**Reading text**

Thursday, February 16, 2012

Can We Learn From Ontario's Pain?


Ontario is facing some major reality checks if it is going to get it's house in order according to a report released by Don Drummond. He predicts that by 2018 Ontario will have a $411 Billion debt which represents 50% of GDP.

While BC is in far better shape than the once proud Ontario, many of the same challenges face us when it comes to controlling public spending, realizing the purse is not bottomless and sooner or later all that deficit financing has to be dealt with.

The follwoing are some of the highlights from Drummond's recommendations to wrestle with the problems Ontario will be facing and perhaps BC could implement some of them before we too find ourselves in the same predicament as Ontario.

Without question education and health care are two massive expenses which consume a huge amount of our wealth and need to be dealt with. However, it will require genuine leaders and not simply the usual politicos who pander for votes by promising they can solve all our ills. It is those kinds of promises that have led us to the point we currently are.

**Problems to work on**
1) Return the stretch of the post on Ontario's debt from "Thursday, February 16, 2012" through "50% of GDP.", copied word for word.
2) Resume the post on Ontario's debt, picking up right after its last sentence.

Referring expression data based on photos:
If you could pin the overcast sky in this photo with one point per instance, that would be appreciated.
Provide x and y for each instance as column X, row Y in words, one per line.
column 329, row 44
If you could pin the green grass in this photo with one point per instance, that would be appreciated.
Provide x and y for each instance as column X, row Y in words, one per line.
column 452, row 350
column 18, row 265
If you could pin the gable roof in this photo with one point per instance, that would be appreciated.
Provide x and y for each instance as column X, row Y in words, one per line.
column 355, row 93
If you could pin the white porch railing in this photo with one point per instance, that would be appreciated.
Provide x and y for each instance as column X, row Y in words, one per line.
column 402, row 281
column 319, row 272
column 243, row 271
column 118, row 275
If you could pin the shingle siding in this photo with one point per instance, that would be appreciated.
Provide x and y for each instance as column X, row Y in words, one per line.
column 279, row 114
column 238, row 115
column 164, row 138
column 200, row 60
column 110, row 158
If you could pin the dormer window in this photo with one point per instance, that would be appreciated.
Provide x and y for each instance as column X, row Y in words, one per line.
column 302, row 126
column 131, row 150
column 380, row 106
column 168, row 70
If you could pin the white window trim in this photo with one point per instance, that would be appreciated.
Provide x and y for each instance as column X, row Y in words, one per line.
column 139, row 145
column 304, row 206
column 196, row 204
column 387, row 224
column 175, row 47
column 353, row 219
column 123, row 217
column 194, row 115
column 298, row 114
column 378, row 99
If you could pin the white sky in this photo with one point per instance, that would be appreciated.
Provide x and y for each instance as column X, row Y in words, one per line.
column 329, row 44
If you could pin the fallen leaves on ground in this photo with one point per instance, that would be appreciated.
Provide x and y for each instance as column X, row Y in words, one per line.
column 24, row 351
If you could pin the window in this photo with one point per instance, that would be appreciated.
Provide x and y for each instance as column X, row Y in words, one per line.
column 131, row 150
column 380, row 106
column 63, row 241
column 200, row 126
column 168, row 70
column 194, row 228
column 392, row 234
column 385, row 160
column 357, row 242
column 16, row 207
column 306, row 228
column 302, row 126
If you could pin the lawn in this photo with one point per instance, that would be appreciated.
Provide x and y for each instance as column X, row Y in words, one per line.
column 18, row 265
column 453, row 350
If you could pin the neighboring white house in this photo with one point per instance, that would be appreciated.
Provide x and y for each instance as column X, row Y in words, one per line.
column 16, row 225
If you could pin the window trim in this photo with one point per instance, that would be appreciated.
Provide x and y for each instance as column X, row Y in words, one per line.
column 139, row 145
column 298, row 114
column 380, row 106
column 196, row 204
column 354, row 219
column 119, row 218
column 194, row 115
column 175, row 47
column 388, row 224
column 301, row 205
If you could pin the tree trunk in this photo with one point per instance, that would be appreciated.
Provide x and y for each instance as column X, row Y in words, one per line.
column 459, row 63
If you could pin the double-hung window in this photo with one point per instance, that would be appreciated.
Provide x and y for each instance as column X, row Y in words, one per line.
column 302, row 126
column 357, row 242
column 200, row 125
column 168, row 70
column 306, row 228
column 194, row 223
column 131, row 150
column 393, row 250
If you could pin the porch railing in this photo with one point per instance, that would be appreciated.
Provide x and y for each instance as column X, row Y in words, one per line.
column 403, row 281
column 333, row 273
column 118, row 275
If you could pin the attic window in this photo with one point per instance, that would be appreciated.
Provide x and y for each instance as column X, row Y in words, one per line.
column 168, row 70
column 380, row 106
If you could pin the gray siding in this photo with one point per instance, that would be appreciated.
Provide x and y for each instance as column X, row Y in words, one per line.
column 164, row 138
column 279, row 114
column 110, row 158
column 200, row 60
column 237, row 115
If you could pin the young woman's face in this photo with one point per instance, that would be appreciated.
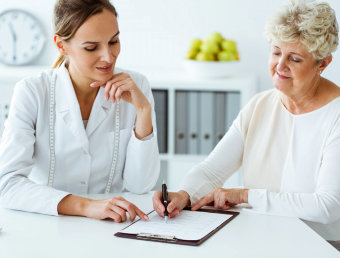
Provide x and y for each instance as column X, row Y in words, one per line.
column 94, row 48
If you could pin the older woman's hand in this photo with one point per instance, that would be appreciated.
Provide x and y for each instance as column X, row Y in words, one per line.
column 177, row 202
column 222, row 198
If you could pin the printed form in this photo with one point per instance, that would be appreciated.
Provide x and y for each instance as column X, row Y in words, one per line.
column 188, row 225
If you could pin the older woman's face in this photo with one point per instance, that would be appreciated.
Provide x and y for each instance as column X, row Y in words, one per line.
column 292, row 68
column 94, row 48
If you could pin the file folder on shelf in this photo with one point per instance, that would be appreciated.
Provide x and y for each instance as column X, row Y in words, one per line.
column 220, row 116
column 181, row 122
column 193, row 115
column 206, row 141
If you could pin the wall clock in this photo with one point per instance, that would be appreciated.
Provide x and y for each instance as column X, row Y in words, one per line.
column 22, row 37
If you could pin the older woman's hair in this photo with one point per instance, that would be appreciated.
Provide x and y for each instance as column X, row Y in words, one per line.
column 69, row 15
column 306, row 21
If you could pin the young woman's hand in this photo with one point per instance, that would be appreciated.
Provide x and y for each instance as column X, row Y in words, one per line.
column 121, row 86
column 222, row 198
column 115, row 208
column 177, row 202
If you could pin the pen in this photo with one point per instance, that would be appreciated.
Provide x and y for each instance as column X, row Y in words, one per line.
column 165, row 200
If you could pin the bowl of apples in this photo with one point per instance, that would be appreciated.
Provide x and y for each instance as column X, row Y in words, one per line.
column 214, row 57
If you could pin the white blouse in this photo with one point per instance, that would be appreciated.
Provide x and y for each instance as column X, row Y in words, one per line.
column 291, row 163
column 83, row 156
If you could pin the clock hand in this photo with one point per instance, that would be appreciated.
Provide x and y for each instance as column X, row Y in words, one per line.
column 14, row 40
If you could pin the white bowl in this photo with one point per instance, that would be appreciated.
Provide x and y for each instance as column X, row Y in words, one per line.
column 210, row 69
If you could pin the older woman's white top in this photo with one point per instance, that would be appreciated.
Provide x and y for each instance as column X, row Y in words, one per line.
column 290, row 162
column 83, row 155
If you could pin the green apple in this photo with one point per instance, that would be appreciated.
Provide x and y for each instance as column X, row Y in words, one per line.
column 204, row 56
column 195, row 44
column 192, row 53
column 216, row 37
column 226, row 56
column 229, row 45
column 210, row 47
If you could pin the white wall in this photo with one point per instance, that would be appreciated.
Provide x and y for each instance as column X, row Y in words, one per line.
column 156, row 33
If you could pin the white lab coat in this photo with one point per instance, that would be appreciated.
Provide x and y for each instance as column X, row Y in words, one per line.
column 83, row 156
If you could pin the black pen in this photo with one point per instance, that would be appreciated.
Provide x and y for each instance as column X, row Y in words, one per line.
column 165, row 200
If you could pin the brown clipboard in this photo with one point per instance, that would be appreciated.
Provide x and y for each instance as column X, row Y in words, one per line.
column 174, row 240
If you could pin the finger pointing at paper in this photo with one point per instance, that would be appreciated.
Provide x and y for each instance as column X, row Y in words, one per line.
column 177, row 202
column 222, row 198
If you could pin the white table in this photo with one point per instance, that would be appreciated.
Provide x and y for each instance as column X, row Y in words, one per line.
column 248, row 235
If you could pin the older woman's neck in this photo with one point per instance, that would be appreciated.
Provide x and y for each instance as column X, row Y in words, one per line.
column 323, row 93
column 305, row 100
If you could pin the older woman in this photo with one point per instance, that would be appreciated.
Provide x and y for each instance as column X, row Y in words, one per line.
column 287, row 139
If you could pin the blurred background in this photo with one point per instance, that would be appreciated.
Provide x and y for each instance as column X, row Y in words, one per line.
column 155, row 37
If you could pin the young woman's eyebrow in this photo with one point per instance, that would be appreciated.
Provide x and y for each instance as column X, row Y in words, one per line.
column 95, row 42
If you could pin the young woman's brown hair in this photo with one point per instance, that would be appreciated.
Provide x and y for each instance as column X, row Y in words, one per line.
column 69, row 15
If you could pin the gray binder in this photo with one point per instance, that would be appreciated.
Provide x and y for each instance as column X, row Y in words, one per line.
column 181, row 122
column 193, row 132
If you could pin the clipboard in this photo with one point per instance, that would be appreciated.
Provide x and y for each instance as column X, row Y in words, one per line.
column 173, row 239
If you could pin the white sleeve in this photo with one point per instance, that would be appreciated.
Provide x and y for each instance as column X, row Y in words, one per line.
column 221, row 163
column 142, row 162
column 17, row 191
column 323, row 205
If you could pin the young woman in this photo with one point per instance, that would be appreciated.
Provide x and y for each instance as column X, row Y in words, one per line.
column 83, row 127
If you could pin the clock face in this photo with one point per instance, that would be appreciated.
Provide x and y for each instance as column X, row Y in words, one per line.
column 22, row 37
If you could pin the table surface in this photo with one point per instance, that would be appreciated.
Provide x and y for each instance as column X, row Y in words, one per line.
column 248, row 235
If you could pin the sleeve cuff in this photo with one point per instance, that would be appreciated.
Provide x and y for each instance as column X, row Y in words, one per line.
column 53, row 204
column 146, row 138
column 257, row 198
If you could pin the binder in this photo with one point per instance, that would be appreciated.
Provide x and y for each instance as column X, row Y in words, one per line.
column 181, row 122
column 233, row 107
column 173, row 239
column 161, row 110
column 220, row 116
column 193, row 122
column 206, row 141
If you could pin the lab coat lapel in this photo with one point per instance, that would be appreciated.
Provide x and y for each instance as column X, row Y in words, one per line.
column 99, row 112
column 67, row 107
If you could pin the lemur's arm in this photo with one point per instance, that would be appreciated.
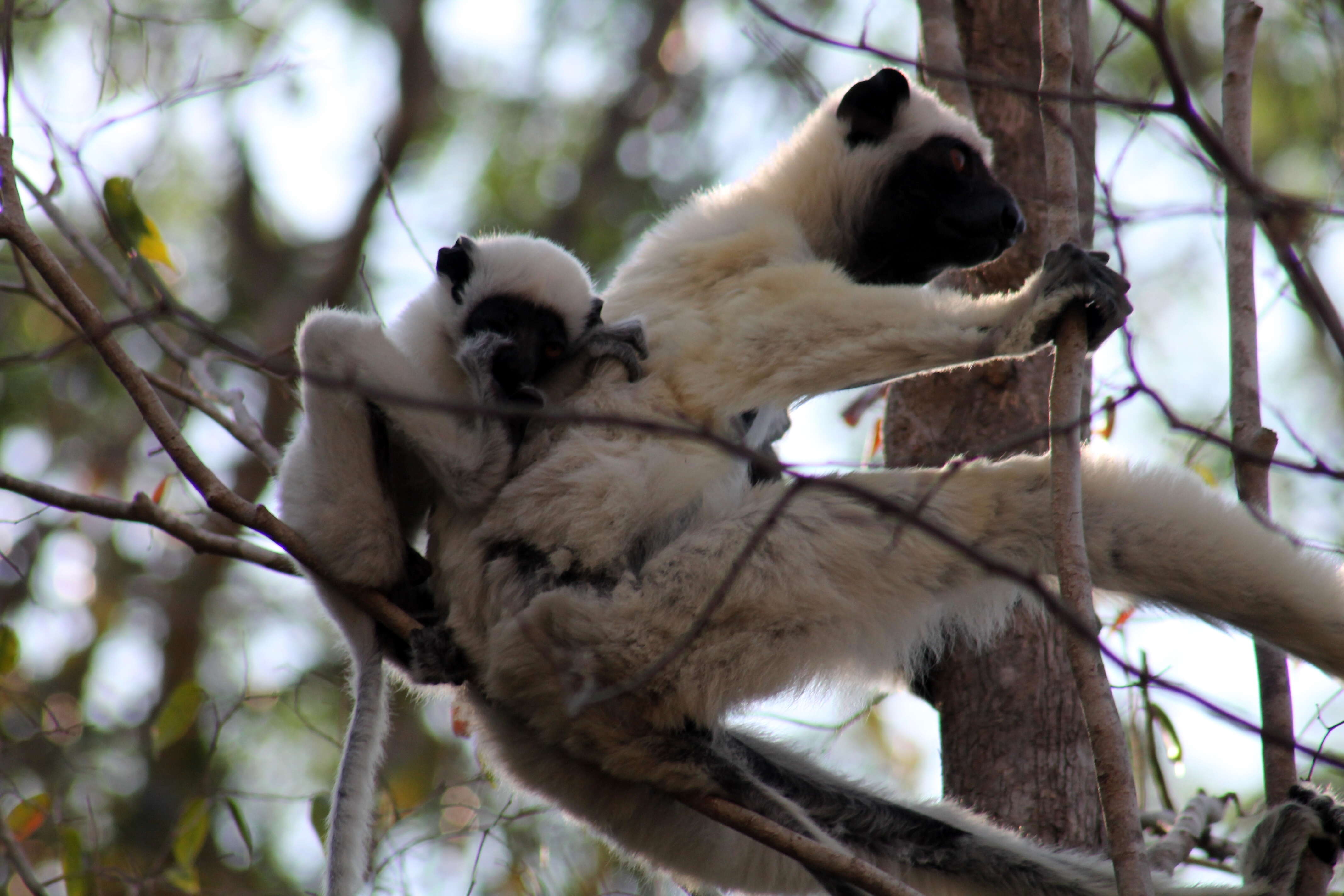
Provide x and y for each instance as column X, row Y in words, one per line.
column 804, row 330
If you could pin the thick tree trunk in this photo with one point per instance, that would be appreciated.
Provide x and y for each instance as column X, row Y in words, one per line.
column 1014, row 743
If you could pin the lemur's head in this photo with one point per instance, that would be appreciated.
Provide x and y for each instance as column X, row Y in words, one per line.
column 905, row 178
column 525, row 288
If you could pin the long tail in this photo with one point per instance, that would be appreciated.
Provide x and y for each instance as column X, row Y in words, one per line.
column 938, row 848
column 350, row 824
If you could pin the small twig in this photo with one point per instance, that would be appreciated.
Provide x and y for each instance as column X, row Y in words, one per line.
column 14, row 226
column 941, row 49
column 1191, row 827
column 809, row 854
column 1271, row 207
column 143, row 510
column 249, row 437
column 1240, row 21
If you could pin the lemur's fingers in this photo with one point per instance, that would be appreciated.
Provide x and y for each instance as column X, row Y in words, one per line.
column 1101, row 291
column 436, row 659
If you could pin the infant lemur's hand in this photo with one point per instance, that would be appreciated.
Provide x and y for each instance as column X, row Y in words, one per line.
column 623, row 342
column 1070, row 275
column 484, row 358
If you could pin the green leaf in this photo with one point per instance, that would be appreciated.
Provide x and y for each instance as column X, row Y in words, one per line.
column 187, row 882
column 8, row 649
column 190, row 835
column 72, row 863
column 132, row 227
column 318, row 812
column 241, row 823
column 176, row 716
column 1173, row 741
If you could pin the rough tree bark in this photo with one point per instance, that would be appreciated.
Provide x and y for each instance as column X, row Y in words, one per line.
column 1014, row 743
column 1105, row 731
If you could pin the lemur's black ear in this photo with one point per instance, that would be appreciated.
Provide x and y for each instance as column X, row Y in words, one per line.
column 455, row 262
column 595, row 314
column 870, row 107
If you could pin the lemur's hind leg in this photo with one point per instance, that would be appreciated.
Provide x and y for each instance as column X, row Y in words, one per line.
column 1307, row 828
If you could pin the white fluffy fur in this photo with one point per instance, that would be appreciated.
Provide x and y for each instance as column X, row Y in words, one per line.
column 745, row 308
column 331, row 494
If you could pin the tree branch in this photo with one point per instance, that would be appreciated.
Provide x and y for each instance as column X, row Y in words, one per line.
column 1240, row 21
column 250, row 436
column 1190, row 829
column 143, row 510
column 809, row 854
column 14, row 226
column 1115, row 774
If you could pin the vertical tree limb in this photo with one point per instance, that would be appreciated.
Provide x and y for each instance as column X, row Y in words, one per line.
column 1240, row 21
column 1011, row 725
column 1115, row 776
column 940, row 49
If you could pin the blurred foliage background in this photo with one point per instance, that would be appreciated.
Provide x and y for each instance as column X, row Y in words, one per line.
column 172, row 722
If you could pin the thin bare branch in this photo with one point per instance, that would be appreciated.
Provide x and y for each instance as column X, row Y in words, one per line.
column 1068, row 385
column 809, row 854
column 1274, row 211
column 14, row 226
column 143, row 510
column 249, row 436
column 1240, row 21
column 940, row 49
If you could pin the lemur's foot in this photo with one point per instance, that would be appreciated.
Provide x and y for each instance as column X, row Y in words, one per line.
column 437, row 659
column 1331, row 816
column 623, row 342
column 1310, row 823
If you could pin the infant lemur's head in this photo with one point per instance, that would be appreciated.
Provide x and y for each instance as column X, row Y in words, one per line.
column 525, row 288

**Answer section**
1)
Thursday, February 16, 2012

Can We Learn From Ontario's Pain?


Ontario is facing some major reality checks if it is going to get it's house in order according to a report released by Don Drummond. He predicts that by 2018 Ontario will have a $411 Billion debt which represents 50% of GDP.

2)
EDUCATION
  • Cancel full-day kindergarten program
  • Raise classroom sizes in elementary schools to 23 from 20; junior schools to 26 from 24.5; and secondary schools to 24 from 22
  • Phase out 70 per cent of 13,800 non-teaching staff by 2017-18
  • Encourage secondary schools with low attendance to expand to a Grades 7-12 model
  • Scrap 25 per cent of money allocated for textbooks and classroom supplies
  • Consider raising the retirement age for teachers. Currently, the average teacher retires at 59 after 26 years of service and collects a pension for 30 years
  • Encourage colleges and universities to specialize so they're not all offering the same type of programs
  • Keep current annual tuition increases to a maximum of five per cent but consider eliminating a new 30 per cent tuition grant


HEALTH
  • Introduce a wage freeze for doctors, who are the highest paid in the country
  • Revamp Local Health Integration Networks (LHINs) by giving them more responsibility over funding and integration
  • Link drug prices to income as opposed to age for seniors and those on social assistance
  • Shift treatments currently done in hospitals to home care and clinics
  • Create more nursing programs and make better use of nursing practitioners
  • Expand role of pharmacists to permit them to give routine injections, inhalations and immunizations
  • Create online system for prescription refills, test results and appointment scheduling

allvoices

1 comment:

  1. Let's hope the Ontario government has the good grace and sense not to punish the young for the sins of adults, including policy consultants like Don Drummond, who've recommended and cheerleaded for trade agreements which have hollowed out Ontario's industrial base and produced the problems he now purports to fix -- with his gaze predictably set on all the wrong things.

    The answer to neocon-generated problems is not neocon fixes designed to reduce Canada's living standards to those akin to the third world countries where the jobs have all gone. The answer is to dispense with the kind of advice Mr. Drummond provides and address the real problems undergirding weakened economic performance, namely growing inequality and the mal-distribution of wealth.

    Recall: Only when the early 20th century economists of Mr. Drummond's stripe were pushed aside in favour of a mixed economy based on neo-Keynesian ideas and principles did the great wheels of progress finally turn favourably for greater and greater numbers of people.

    A return to that agenda is what is required in the 21st century, not the continued promotion of a new plutocracy in the spirit of the robber barons of the 19th century. A Liberal government should have no truck with a neocon agenda.